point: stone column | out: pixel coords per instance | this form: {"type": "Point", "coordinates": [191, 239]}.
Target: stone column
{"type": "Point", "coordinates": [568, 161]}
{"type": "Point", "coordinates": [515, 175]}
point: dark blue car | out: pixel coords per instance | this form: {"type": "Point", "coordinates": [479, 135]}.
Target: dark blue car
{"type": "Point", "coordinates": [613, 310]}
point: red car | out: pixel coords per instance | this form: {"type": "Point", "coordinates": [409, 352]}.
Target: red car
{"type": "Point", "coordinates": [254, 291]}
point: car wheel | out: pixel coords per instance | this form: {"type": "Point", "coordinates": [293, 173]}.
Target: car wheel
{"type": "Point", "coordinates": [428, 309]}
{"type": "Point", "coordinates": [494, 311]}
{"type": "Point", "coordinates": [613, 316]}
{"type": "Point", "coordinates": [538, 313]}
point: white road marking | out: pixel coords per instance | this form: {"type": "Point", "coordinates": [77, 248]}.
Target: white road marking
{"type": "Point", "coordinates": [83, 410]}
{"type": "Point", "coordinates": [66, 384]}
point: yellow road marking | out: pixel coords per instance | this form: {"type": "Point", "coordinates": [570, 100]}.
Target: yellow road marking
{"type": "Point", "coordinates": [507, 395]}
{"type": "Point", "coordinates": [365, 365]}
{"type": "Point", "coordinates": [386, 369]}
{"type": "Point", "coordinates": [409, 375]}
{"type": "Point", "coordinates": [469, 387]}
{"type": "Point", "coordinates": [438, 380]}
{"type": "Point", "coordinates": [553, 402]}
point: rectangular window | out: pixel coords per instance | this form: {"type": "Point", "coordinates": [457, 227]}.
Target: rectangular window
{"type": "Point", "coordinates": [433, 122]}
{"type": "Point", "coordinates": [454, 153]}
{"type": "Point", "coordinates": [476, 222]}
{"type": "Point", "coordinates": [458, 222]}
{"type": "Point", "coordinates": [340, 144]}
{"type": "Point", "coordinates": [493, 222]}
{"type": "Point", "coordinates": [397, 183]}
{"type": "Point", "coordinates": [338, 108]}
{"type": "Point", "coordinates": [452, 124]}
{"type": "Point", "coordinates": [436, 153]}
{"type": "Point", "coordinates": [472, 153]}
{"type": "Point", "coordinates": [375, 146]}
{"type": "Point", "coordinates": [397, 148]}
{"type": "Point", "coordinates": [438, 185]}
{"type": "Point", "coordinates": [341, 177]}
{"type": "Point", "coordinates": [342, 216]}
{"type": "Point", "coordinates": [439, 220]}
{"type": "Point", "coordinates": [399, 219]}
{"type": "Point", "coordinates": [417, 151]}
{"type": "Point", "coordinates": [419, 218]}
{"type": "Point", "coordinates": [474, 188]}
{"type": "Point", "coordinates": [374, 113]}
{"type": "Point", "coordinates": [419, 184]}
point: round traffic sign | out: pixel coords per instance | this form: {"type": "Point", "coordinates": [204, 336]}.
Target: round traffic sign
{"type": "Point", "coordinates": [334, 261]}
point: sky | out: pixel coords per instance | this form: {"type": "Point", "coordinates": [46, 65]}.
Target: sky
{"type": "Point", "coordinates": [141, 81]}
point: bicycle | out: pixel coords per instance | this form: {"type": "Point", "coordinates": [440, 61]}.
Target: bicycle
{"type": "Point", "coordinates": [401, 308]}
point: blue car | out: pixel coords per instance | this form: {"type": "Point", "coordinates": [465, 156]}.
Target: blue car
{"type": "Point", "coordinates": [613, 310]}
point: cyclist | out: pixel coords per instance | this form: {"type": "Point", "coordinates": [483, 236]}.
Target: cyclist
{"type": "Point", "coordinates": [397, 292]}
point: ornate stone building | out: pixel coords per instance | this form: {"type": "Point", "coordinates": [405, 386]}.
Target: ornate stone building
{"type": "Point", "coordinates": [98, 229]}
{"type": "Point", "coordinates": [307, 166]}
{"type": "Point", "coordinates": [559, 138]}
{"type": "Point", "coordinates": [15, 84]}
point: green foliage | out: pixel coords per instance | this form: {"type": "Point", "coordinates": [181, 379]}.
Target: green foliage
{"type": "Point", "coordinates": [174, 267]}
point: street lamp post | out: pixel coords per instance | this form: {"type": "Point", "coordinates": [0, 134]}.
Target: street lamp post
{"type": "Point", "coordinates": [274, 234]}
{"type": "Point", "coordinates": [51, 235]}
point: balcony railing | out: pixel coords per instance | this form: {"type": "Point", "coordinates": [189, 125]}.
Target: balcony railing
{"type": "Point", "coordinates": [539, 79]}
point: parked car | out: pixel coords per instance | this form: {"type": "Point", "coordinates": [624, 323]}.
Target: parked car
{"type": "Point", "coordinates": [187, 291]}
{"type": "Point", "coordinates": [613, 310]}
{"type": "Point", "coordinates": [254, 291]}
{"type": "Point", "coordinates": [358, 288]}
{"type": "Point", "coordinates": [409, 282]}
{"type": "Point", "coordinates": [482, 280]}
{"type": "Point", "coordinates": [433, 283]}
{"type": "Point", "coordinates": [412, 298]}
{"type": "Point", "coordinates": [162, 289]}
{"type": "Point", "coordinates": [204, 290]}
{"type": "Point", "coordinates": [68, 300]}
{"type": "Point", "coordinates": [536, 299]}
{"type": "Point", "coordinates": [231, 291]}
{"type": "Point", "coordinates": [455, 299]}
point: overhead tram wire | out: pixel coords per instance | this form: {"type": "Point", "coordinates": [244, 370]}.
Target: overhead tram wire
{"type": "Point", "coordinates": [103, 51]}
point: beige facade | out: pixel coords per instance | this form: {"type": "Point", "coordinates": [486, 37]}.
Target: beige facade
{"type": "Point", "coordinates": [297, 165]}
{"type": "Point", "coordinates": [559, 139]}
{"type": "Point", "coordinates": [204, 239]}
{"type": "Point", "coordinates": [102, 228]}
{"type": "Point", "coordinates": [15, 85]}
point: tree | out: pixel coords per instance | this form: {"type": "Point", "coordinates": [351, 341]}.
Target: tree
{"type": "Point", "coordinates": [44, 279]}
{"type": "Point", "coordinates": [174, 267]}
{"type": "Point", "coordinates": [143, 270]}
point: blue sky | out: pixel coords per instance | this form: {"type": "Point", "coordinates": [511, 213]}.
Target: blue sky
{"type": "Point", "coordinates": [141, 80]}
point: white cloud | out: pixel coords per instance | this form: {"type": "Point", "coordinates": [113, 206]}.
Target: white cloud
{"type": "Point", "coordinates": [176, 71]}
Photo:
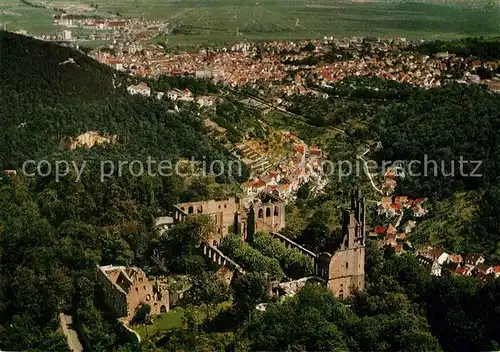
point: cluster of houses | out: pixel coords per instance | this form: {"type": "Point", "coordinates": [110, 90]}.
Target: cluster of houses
{"type": "Point", "coordinates": [395, 206]}
{"type": "Point", "coordinates": [282, 68]}
{"type": "Point", "coordinates": [284, 178]}
{"type": "Point", "coordinates": [442, 263]}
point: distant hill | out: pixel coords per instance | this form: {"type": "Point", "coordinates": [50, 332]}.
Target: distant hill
{"type": "Point", "coordinates": [49, 92]}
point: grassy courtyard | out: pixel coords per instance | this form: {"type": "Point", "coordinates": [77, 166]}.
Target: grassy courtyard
{"type": "Point", "coordinates": [174, 319]}
{"type": "Point", "coordinates": [227, 21]}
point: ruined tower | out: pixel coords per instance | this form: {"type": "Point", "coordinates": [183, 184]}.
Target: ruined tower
{"type": "Point", "coordinates": [346, 270]}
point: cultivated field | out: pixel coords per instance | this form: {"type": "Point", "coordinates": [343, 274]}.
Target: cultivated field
{"type": "Point", "coordinates": [219, 21]}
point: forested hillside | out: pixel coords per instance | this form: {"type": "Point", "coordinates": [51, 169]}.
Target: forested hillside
{"type": "Point", "coordinates": [49, 92]}
{"type": "Point", "coordinates": [52, 234]}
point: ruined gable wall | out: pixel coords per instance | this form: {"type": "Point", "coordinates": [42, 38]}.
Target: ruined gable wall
{"type": "Point", "coordinates": [347, 269]}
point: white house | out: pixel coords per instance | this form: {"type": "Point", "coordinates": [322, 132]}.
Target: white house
{"type": "Point", "coordinates": [141, 88]}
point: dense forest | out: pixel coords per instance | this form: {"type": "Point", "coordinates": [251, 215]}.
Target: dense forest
{"type": "Point", "coordinates": [436, 129]}
{"type": "Point", "coordinates": [53, 234]}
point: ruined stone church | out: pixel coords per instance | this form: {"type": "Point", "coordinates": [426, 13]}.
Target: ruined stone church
{"type": "Point", "coordinates": [242, 215]}
{"type": "Point", "coordinates": [344, 270]}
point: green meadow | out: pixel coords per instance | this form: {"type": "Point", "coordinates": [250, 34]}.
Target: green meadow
{"type": "Point", "coordinates": [219, 21]}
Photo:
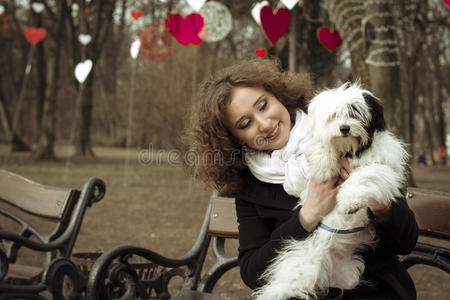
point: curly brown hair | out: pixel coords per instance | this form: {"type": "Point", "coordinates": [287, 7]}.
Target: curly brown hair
{"type": "Point", "coordinates": [214, 154]}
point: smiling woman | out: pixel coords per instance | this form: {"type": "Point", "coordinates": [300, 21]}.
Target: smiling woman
{"type": "Point", "coordinates": [251, 103]}
{"type": "Point", "coordinates": [258, 119]}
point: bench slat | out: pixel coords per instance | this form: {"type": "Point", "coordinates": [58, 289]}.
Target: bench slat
{"type": "Point", "coordinates": [431, 208]}
{"type": "Point", "coordinates": [432, 211]}
{"type": "Point", "coordinates": [223, 219]}
{"type": "Point", "coordinates": [34, 198]}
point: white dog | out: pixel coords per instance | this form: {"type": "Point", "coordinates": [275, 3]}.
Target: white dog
{"type": "Point", "coordinates": [344, 122]}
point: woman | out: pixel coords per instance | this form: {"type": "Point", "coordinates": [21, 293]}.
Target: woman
{"type": "Point", "coordinates": [252, 105]}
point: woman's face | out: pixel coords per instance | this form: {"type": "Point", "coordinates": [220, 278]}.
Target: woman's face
{"type": "Point", "coordinates": [257, 119]}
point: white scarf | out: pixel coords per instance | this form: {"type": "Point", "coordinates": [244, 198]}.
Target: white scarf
{"type": "Point", "coordinates": [287, 165]}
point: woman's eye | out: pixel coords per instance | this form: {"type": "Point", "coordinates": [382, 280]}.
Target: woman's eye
{"type": "Point", "coordinates": [263, 104]}
{"type": "Point", "coordinates": [244, 124]}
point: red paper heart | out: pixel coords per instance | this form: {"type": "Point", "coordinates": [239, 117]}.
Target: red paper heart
{"type": "Point", "coordinates": [136, 14]}
{"type": "Point", "coordinates": [261, 52]}
{"type": "Point", "coordinates": [330, 39]}
{"type": "Point", "coordinates": [274, 26]}
{"type": "Point", "coordinates": [185, 30]}
{"type": "Point", "coordinates": [34, 35]}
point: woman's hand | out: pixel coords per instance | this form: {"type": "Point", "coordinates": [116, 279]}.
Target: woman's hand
{"type": "Point", "coordinates": [319, 202]}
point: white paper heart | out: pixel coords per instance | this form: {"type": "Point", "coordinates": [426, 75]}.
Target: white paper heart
{"type": "Point", "coordinates": [84, 39]}
{"type": "Point", "coordinates": [37, 7]}
{"type": "Point", "coordinates": [196, 4]}
{"type": "Point", "coordinates": [82, 70]}
{"type": "Point", "coordinates": [289, 3]}
{"type": "Point", "coordinates": [134, 49]}
{"type": "Point", "coordinates": [256, 10]}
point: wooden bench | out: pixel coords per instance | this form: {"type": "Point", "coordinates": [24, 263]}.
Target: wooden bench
{"type": "Point", "coordinates": [62, 209]}
{"type": "Point", "coordinates": [117, 274]}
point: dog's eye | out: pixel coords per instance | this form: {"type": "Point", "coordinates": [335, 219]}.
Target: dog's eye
- - -
▶ [Set problem]:
Can you put the records, starting with the line that contains "point: dog's eye" and going on through the last line, into a JSON list of strings with one string per line and any blank lines left out?

▶ [Answer to this task]:
[
  "point: dog's eye | out: pixel coords per instance | this form: {\"type\": \"Point\", \"coordinates\": [335, 219]}.",
  "Target: dog's eye"
]